## PASSAGE TO READ
>> begin

Studio album by Various Artists
- Released: July 4, 2014
- Genre: Comedy
- Producer: Rob Kutner, Joel Moss Levinson, Stephen Levinson

= 2776 =

2776 is the second musical comedy album created and produced by Los Angeles based comedians Rob Kutner, Joel Moss Levinson, and Stephen Levinson. Released on July 4, 2014, 2776 features 28 tracks and over 80 celebrity performers. It's the story of the President in the year 2776 journeying through time to save America. The album also includes music videos for three songs: “Toymageddon,” “I’m Cured,” and “These Aren’t the Droids.” The album is a benefit for OneKid OneWorld.

>> end

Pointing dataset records
>> begin

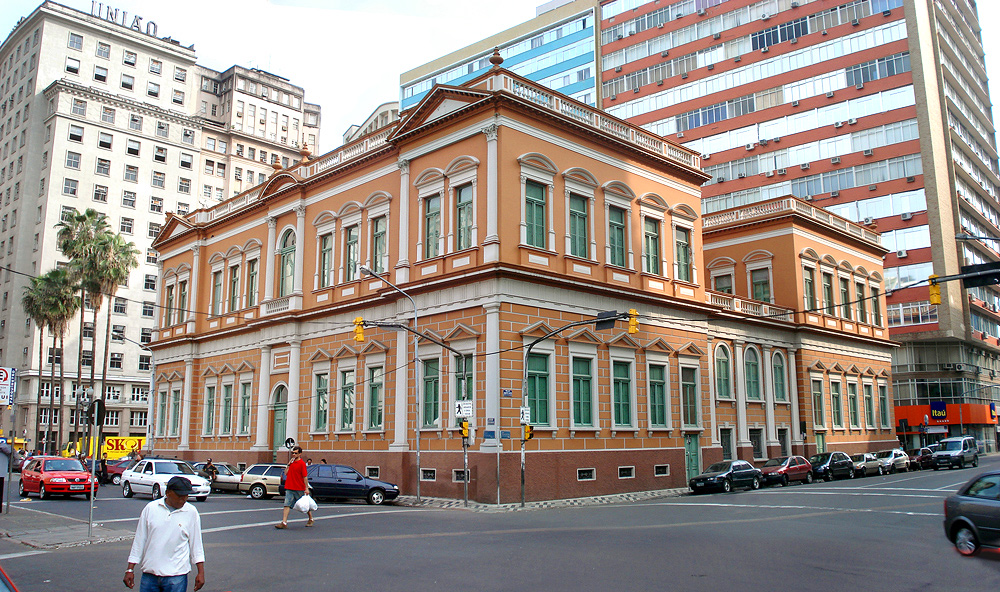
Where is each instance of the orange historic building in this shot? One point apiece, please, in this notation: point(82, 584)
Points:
point(497, 213)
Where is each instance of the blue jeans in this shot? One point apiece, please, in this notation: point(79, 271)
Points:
point(151, 583)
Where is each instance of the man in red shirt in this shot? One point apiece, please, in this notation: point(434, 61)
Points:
point(296, 486)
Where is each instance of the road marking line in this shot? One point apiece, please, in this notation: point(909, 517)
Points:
point(21, 554)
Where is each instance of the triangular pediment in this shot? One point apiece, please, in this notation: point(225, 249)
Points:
point(346, 352)
point(624, 340)
point(659, 345)
point(690, 349)
point(440, 103)
point(461, 331)
point(375, 347)
point(320, 355)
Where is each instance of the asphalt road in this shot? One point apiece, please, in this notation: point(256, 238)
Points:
point(879, 533)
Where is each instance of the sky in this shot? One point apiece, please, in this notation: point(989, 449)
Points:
point(348, 54)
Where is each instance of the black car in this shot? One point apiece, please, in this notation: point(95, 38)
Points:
point(726, 475)
point(343, 482)
point(972, 516)
point(827, 465)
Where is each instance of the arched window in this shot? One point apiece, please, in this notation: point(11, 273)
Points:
point(286, 283)
point(751, 363)
point(723, 373)
point(778, 372)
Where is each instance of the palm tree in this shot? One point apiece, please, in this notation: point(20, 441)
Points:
point(115, 259)
point(77, 239)
point(63, 306)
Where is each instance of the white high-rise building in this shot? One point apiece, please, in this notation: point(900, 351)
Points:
point(100, 112)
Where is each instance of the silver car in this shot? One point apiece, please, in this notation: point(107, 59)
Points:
point(866, 464)
point(894, 460)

>> end

## YOUR TASKS
A – Please write out the 2776 album text, beginning at the words "2776 is the" and stopping after "for OneKid OneWorld.".
B – According to the 2776 album text, which organization does the album benefit?

## ANSWERS FOR THE TASKS
A –
2776 is the second musical comedy album created and produced by Los Angeles based comedians Rob Kutner, Joel Moss Levinson, and Stephen Levinson. Released on July 4, 2014, 2776 features 28 tracks and over 80 celebrity performers. It's the story of the President in the year 2776 journeying through time to save America. The album also includes music videos for three songs: “Toymageddon,” “I’m Cured,” and “These Aren’t the Droids.” The album is a benefit for OneKid OneWorld.

B – OneKid OneWorld